### Supplied data
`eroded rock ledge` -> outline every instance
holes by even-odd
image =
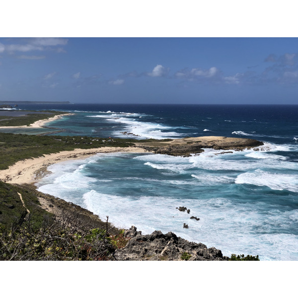
[[[227,261],[222,251],[215,247],[208,248],[201,243],[190,242],[174,233],[163,234],[154,231],[142,235],[132,226],[124,235],[130,239],[123,248],[117,249],[115,257],[119,261]]]
[[[136,143],[136,146],[153,151],[155,153],[184,157],[204,152],[204,148],[239,151],[263,145],[262,142],[251,139],[214,136],[185,138],[167,142],[154,141],[145,144]]]

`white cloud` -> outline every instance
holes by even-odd
[[[29,60],[39,60],[40,59],[44,59],[46,56],[26,56],[22,55],[20,56],[18,56],[19,59],[28,59]]]
[[[176,75],[176,76],[177,76],[177,77],[183,77],[184,76],[185,76],[186,75],[186,74],[184,74],[184,73],[178,72],[176,73],[176,74],[175,74],[175,75]]]
[[[109,84],[112,85],[122,85],[124,83],[124,79],[118,79],[116,80],[110,80],[109,81]]]
[[[193,69],[190,71],[191,74],[199,76],[204,76],[205,77],[211,77],[214,76],[218,72],[218,69],[216,67],[210,68],[207,70],[203,70],[200,69]]]
[[[287,65],[293,65],[294,64],[294,59],[296,56],[296,54],[289,54],[287,53],[285,54],[285,62]]]
[[[32,38],[31,40],[32,41],[30,42],[30,43],[32,43],[32,44],[37,46],[42,46],[59,45],[65,46],[67,44],[68,42],[68,39],[67,39],[66,38],[57,38],[52,37],[38,37],[35,38]]]
[[[19,40],[17,39],[17,40]],[[46,51],[55,50],[58,52],[65,52],[63,48],[56,48],[57,46],[65,46],[68,39],[56,38],[33,38],[22,39],[25,43],[21,44],[3,44],[0,43],[0,53],[4,51],[9,54],[14,52],[30,52],[31,51]]]
[[[73,77],[74,78],[78,78],[80,75],[80,73],[79,72],[78,73],[76,73],[76,74],[73,74]]]
[[[30,51],[42,51],[43,48],[27,44],[26,45],[11,44],[4,46],[5,50],[8,52],[29,52]]]
[[[55,88],[59,83],[53,83],[53,84],[50,85],[50,88]]]
[[[296,72],[285,72],[284,76],[292,78],[298,77],[298,71]]]
[[[150,76],[163,76],[166,74],[167,70],[166,70],[164,67],[157,64],[152,71],[151,73],[149,73],[148,75]]]
[[[56,72],[51,73],[51,74],[46,74],[44,77],[44,79],[49,79],[53,77],[56,74]]]

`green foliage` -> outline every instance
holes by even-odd
[[[105,230],[87,229],[67,216],[63,222],[56,218],[44,220],[37,228],[32,219],[11,228],[0,224],[0,260],[113,259],[117,245],[105,237]]]
[[[236,256],[235,254],[232,254],[231,257],[230,258],[229,261],[260,261],[259,259],[259,255],[256,256],[251,256],[247,255],[246,257],[244,257],[244,255],[238,255]]]
[[[191,255],[189,253],[187,253],[186,252],[183,252],[181,254],[181,260],[184,260],[187,261],[191,258]]]
[[[45,154],[71,151],[76,148],[128,147],[130,140],[91,137],[35,136],[0,132],[0,170],[8,168],[18,161]]]
[[[125,237],[124,230],[121,230],[118,235],[112,235],[109,237],[109,240],[111,244],[117,248],[123,248],[128,242],[130,238]]]
[[[26,208],[23,206],[22,197]],[[30,192],[0,181],[0,223],[10,226],[13,223],[24,220],[26,208],[32,213],[32,220],[36,227],[39,227],[45,217],[51,215],[41,209],[36,195]]]
[[[29,111],[28,111],[29,112]],[[27,114],[25,116],[0,116],[0,127],[1,126],[29,126],[35,121],[52,118],[56,115],[67,114],[67,112],[54,112],[53,111],[43,111],[49,114]]]

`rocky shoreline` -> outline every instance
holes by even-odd
[[[58,220],[67,217],[77,221],[79,224],[89,229],[105,229],[106,222],[90,211],[72,203],[36,190],[33,184],[18,185],[37,195],[41,207],[54,214]],[[128,240],[125,246],[117,249],[111,260],[118,261],[227,261],[228,257],[223,255],[222,251],[201,243],[190,242],[178,237],[172,232],[163,234],[155,230],[148,235],[142,235],[135,226],[123,229],[108,223],[109,233],[119,234],[124,230],[123,235]]]
[[[205,148],[216,150],[239,151],[264,145],[262,142],[251,139],[227,138],[226,137],[199,137],[170,140],[167,142],[136,143],[136,146],[156,154],[173,156],[190,156],[204,151]],[[222,153],[232,153],[231,151]]]
[[[206,137],[187,138],[181,139],[151,140],[147,143],[134,144],[141,150],[153,151],[155,153],[166,154],[174,156],[190,156],[204,151],[205,148],[223,150],[243,150],[263,145],[264,143],[255,140],[224,137]],[[256,148],[255,150],[259,149]],[[218,154],[232,153],[231,151],[223,151]],[[33,184],[18,184],[20,187],[30,190],[36,195],[41,207],[55,215],[61,221],[66,217],[79,223],[81,226],[89,229],[99,228],[107,229],[110,235],[122,234],[127,240],[125,246],[117,248],[113,253],[112,260],[193,260],[225,261],[229,257],[223,255],[222,251],[215,247],[208,248],[201,243],[190,242],[178,237],[172,232],[163,234],[155,230],[149,235],[142,235],[135,226],[130,229],[118,228],[109,223],[104,222],[92,212],[72,203],[41,193],[36,190]],[[179,211],[190,210],[186,207],[177,207]],[[191,218],[200,220],[196,217]],[[108,220],[108,217],[107,217]],[[188,228],[184,224],[183,228]]]

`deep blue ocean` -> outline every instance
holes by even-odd
[[[48,124],[63,130],[59,135],[95,140],[222,136],[264,142],[258,151],[217,154],[221,150],[209,149],[189,157],[99,154],[50,166],[52,174],[38,186],[103,220],[108,216],[116,226],[135,225],[143,234],[171,231],[227,256],[298,260],[298,105],[19,106],[74,113]],[[190,213],[179,212],[180,206]]]

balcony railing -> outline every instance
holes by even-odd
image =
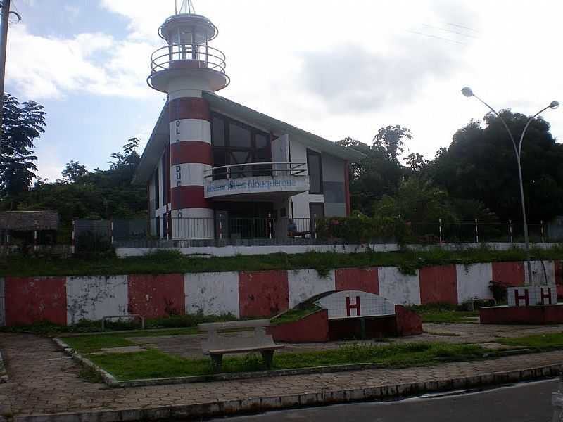
[[[151,56],[151,75],[175,68],[203,68],[225,76],[222,51],[204,44],[174,44],[156,50]]]
[[[205,179],[240,179],[255,176],[307,176],[306,162],[246,162],[221,165],[205,170]]]

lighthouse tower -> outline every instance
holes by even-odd
[[[224,55],[208,45],[217,37],[215,26],[194,13],[190,0],[177,12],[158,30],[167,45],[153,53],[147,79],[151,88],[168,94],[168,234],[172,238],[213,238],[213,210],[203,190],[213,164],[211,117],[202,94],[222,89],[229,79]]]

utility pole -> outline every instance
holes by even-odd
[[[0,145],[2,143],[2,124],[4,110],[4,78],[6,77],[6,52],[8,49],[8,25],[10,14],[14,15],[18,21],[22,17],[17,12],[10,11],[10,0],[1,0],[1,28],[0,28]]]
[[[2,0],[1,34],[0,34],[0,145],[2,143],[2,126],[4,110],[4,78],[6,77],[6,51],[8,48],[8,18],[10,16],[10,0]]]

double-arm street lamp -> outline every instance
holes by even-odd
[[[481,100],[479,97],[475,95],[473,93],[473,91],[469,87],[465,87],[463,89],[462,89],[462,93],[467,97],[475,97],[479,101],[483,103],[485,106],[486,106],[491,111],[492,111],[495,115],[498,117],[498,119],[502,122],[502,124],[506,129],[507,132],[508,132],[508,135],[510,136],[510,140],[512,141],[512,146],[514,148],[514,153],[516,154],[516,161],[518,163],[518,177],[520,181],[520,199],[522,203],[522,218],[524,219],[524,242],[526,243],[526,267],[528,270],[528,283],[530,284],[532,283],[532,267],[531,264],[530,263],[530,239],[528,236],[528,224],[526,220],[526,202],[524,201],[524,184],[522,182],[522,167],[521,167],[521,153],[522,151],[522,141],[524,141],[524,136],[526,134],[526,131],[528,129],[528,127],[530,125],[530,123],[533,121],[533,120],[537,117],[540,113],[546,110],[548,108],[557,108],[559,107],[559,103],[557,101],[552,101],[549,106],[547,107],[544,107],[540,111],[536,113],[533,115],[531,117],[528,119],[528,122],[526,123],[526,126],[524,127],[524,130],[522,130],[522,133],[520,135],[520,141],[518,143],[518,145],[516,144],[516,141],[514,141],[514,138],[512,136],[512,132],[510,132],[510,129],[508,127],[508,125],[505,122],[505,120],[500,117],[497,111],[493,108],[491,106],[487,104],[485,101]]]

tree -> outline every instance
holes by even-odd
[[[412,134],[410,129],[402,127],[399,124],[381,127],[375,136],[372,149],[385,151],[387,159],[398,161],[398,155],[405,151],[403,139],[412,139]]]
[[[34,101],[20,104],[4,95],[2,139],[0,146],[0,197],[15,197],[27,191],[37,167],[34,141],[45,132],[45,112]]]
[[[412,153],[405,158],[407,165],[410,167],[412,172],[417,172],[422,170],[424,166],[428,163],[428,161],[424,160],[424,158],[418,153]]]
[[[500,115],[518,136],[528,116],[510,110]],[[521,218],[514,146],[502,122],[485,116],[486,127],[471,121],[459,129],[424,172],[451,196],[481,201],[503,221]],[[563,145],[555,142],[541,118],[530,124],[524,139],[521,166],[530,222],[548,220],[563,212]]]
[[[66,167],[62,172],[63,178],[70,183],[80,181],[84,176],[89,173],[85,165],[80,164],[78,161],[72,160],[66,163]]]

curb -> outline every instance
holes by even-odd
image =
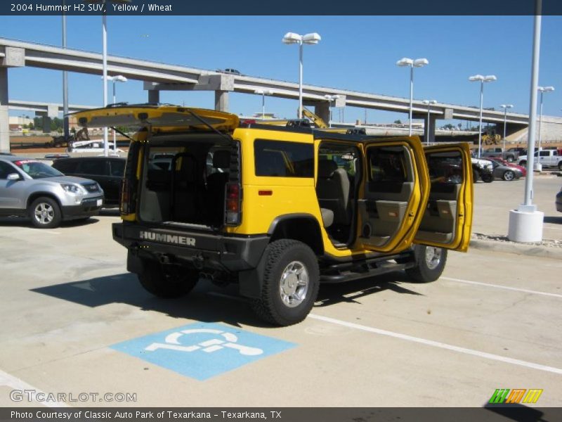
[[[471,239],[470,247],[483,250],[494,250],[533,257],[562,260],[562,248],[549,248],[529,243],[516,243],[509,241],[483,241]]]

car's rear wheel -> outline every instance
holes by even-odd
[[[57,201],[46,196],[34,200],[27,212],[33,225],[39,229],[54,229],[63,219],[63,213]]]
[[[507,170],[505,172],[502,177],[502,179],[507,181],[513,180],[515,179],[515,173],[514,173],[511,170]]]
[[[414,250],[415,267],[406,269],[406,274],[417,283],[437,280],[445,269],[447,250],[425,245],[416,245]]]
[[[306,244],[282,239],[263,252],[261,295],[253,308],[262,319],[279,326],[301,322],[311,312],[320,286],[316,255]]]
[[[145,260],[143,262],[143,272],[138,276],[141,286],[149,293],[172,299],[185,296],[193,290],[199,281],[199,271]]]

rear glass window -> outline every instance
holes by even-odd
[[[311,143],[256,140],[254,143],[256,176],[313,177],[314,151]]]
[[[105,171],[105,161],[103,160],[88,160],[80,163],[79,172],[82,174],[104,175]]]
[[[119,160],[119,161],[110,161],[110,166],[111,167],[111,175],[117,177],[123,177],[125,172],[125,161]]]
[[[53,163],[53,167],[63,173],[74,173],[78,161],[76,160],[58,160]]]

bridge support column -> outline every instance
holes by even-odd
[[[435,142],[435,129],[437,124],[437,116],[429,115],[429,119],[427,118],[427,115],[424,117],[424,142]],[[429,132],[428,132],[428,129]]]
[[[160,102],[160,91],[157,89],[148,90],[148,102],[157,104]]]
[[[0,151],[10,152],[10,120],[8,115],[8,68],[0,67]]]
[[[325,101],[316,103],[314,106],[314,114],[329,125],[329,103]]]
[[[228,111],[228,91],[215,91],[215,110],[217,111]]]

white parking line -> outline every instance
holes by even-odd
[[[46,394],[43,392],[39,388],[36,388],[33,385],[28,384],[25,381],[20,380],[18,378],[15,377],[13,375],[10,375],[9,373],[4,372],[1,369],[0,369],[0,385],[6,385],[6,387],[10,387],[13,388],[14,390],[27,390],[30,392],[30,395],[32,397],[32,401],[36,403],[40,403],[44,406],[46,406],[47,407],[70,407],[68,404],[66,403],[63,403],[61,402],[51,402],[51,401],[39,401],[36,399],[36,396],[37,394],[43,394],[45,397],[47,396]],[[22,397],[27,397],[27,393],[21,393]]]
[[[552,373],[557,373],[562,375],[562,369],[560,368],[554,368],[554,366],[547,366],[546,365],[541,365],[540,364],[535,364],[533,362],[528,362],[526,361],[519,360],[518,359],[512,359],[505,356],[499,356],[499,354],[494,354],[492,353],[487,353],[485,352],[481,352],[479,350],[473,350],[472,349],[466,349],[466,347],[459,347],[459,346],[454,346],[452,345],[447,345],[438,341],[433,341],[433,340],[426,340],[425,338],[420,338],[419,337],[414,337],[407,334],[400,334],[400,333],[394,333],[393,331],[387,331],[386,330],[381,330],[380,328],[375,328],[369,327],[353,322],[347,322],[328,316],[322,316],[321,315],[316,315],[310,314],[308,318],[313,319],[318,319],[325,322],[329,322],[344,327],[353,328],[355,330],[360,330],[362,331],[367,331],[368,333],[374,333],[375,334],[381,334],[381,335],[387,335],[388,337],[393,337],[395,338],[400,338],[400,340],[405,340],[414,343],[421,343],[433,347],[439,347],[440,349],[445,349],[447,350],[452,350],[453,352],[458,352],[465,354],[471,354],[478,357],[483,357],[490,360],[499,361],[506,364],[511,364],[513,365],[518,365],[520,366],[525,366],[525,368],[530,368],[532,369],[538,369],[539,371],[544,371],[547,372],[551,372]]]
[[[469,280],[462,280],[460,279],[452,279],[451,277],[440,277],[442,280],[447,280],[447,281],[455,281],[457,283],[465,283],[466,284],[476,284],[476,286],[484,286],[485,287],[493,287],[495,288],[503,288],[505,290],[514,290],[516,292],[522,292],[523,293],[532,293],[533,295],[542,295],[543,296],[551,296],[552,298],[562,298],[562,295],[557,293],[548,293],[547,292],[540,292],[538,290],[530,290],[526,288],[519,288],[518,287],[509,287],[507,286],[500,286],[499,284],[490,284],[488,283],[481,283],[480,281],[469,281]]]

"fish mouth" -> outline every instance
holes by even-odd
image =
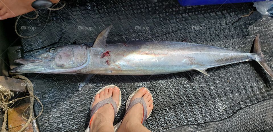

### Stated exercise
State how many lines of the records above contain the string "white", with case counting. Reply with the number alone.

### Expected answer
2